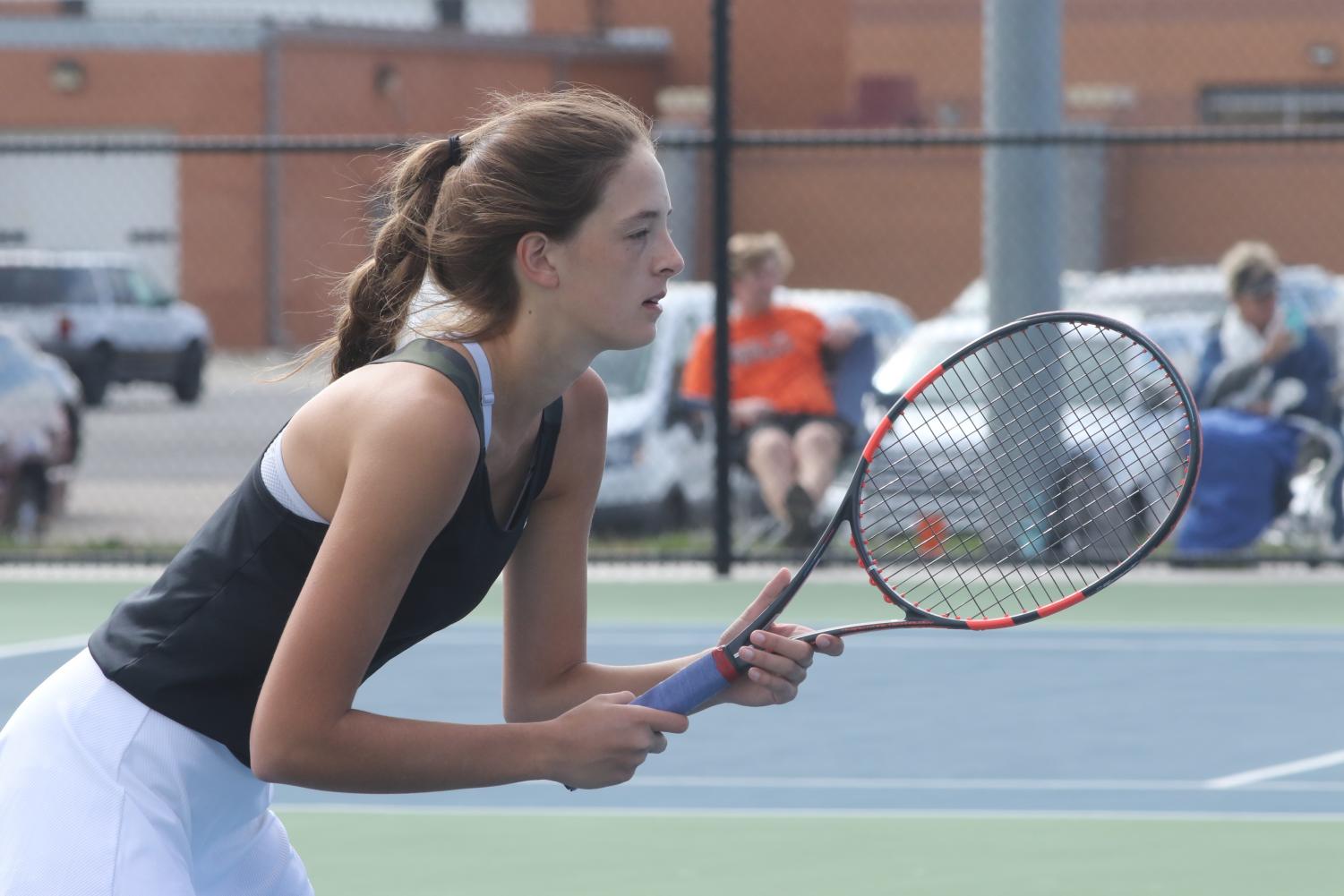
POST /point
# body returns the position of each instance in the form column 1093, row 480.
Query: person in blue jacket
column 1263, row 359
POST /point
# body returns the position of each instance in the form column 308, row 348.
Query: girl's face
column 617, row 265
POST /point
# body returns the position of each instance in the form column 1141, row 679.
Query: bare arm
column 546, row 667
column 407, row 458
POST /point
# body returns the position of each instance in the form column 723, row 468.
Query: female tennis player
column 382, row 514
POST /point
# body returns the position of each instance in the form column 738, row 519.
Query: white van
column 660, row 452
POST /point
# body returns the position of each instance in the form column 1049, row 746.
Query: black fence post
column 722, row 230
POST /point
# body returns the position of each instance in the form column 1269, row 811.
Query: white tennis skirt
column 101, row 796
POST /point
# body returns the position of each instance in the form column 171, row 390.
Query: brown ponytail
column 380, row 292
column 458, row 207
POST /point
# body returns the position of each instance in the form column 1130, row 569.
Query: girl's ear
column 534, row 260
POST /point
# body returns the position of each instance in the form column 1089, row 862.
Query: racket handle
column 691, row 687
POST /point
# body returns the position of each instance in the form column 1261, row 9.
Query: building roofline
column 252, row 35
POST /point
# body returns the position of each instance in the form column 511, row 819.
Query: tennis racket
column 1027, row 472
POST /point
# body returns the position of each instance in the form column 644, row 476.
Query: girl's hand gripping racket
column 1027, row 472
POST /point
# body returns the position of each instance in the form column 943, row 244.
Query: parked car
column 37, row 450
column 107, row 317
column 58, row 373
column 659, row 450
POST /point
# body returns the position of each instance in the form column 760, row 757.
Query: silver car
column 105, row 316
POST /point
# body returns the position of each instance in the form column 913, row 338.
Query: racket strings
column 1045, row 517
column 1094, row 501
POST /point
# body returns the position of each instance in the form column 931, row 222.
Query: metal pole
column 1022, row 91
column 270, row 187
column 721, row 230
column 1022, row 250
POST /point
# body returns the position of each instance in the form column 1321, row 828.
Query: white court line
column 1255, row 775
column 695, row 571
column 765, row 815
column 1029, row 785
column 485, row 636
column 46, row 645
column 1136, row 641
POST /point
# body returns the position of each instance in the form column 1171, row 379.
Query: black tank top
column 196, row 644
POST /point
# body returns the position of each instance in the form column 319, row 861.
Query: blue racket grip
column 691, row 687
════
» **TASK TO CARRY OUT**: For this exercise, print all of the entries exactly as they appear, but without pictures.

» **RESULT**:
POST /point
# body returns the position of each instance in the form column 1093, row 480.
Query: person in blue jacket
column 1263, row 359
POST /point
# body returns the position of each instance in the form column 308, row 348.
Query: girl's face
column 617, row 265
POST /point
# body returns the position of each instance in the form column 1141, row 679.
Query: bare arm
column 546, row 667
column 407, row 458
POST /point
# body returns the position of each instance in the form column 723, row 468.
Query: female tennis player
column 382, row 514
POST /point
# body returns the position of each instance in the form column 738, row 519.
Query: white van
column 660, row 452
POST /point
# body returns the position of each instance in the form column 1049, row 746.
Query: black fence post
column 722, row 230
POST /point
# body returns the position of each instance in the form column 1269, row 811.
Query: white tennis skirt
column 101, row 796
POST /point
# body returns the position of each instance in the form column 171, row 390.
Query: brown ponytail
column 380, row 292
column 458, row 207
POST /point
# body returns the position of each instance in the form column 1130, row 569.
Query: girl's ear
column 534, row 260
POST /point
# body returns the position of each instance in the form column 1089, row 862.
Query: racket handle
column 691, row 687
POST /point
# body returns the position of each instance in the form column 1261, row 9.
Query: building roofline
column 252, row 35
POST /point
# body returns the position of each instance in the form column 511, row 819.
Query: tennis racket
column 1027, row 472
POST /point
# body returns the position of each instance in the form column 644, row 476.
Query: girl's hand gripping racket
column 1027, row 472
POST /point
# body returns the position of each instance in the form column 943, row 244.
Query: parked car
column 37, row 450
column 107, row 317
column 58, row 373
column 659, row 450
POST /point
# body returns the position of each instance in the form column 760, row 757.
Query: silver car
column 105, row 316
POST /point
# body returns the position of each instance in the form column 913, row 338.
Query: racket strings
column 1045, row 517
column 1094, row 501
POST /point
# body returns the position of each instance in the form column 931, row 222.
Query: metal pole
column 1022, row 91
column 270, row 187
column 721, row 230
column 1022, row 250
POST /point
# body returns the position of each instance in the form column 1321, row 828.
Query: white court line
column 1255, row 775
column 695, row 571
column 765, row 815
column 1029, row 785
column 485, row 636
column 46, row 645
column 1136, row 641
POST /point
# body returns the position of each instance in the form column 1171, row 379.
Query: black tank top
column 196, row 644
POST /point
# body returns the position of each instance in the form column 319, row 861.
Query: blue racket grip
column 691, row 687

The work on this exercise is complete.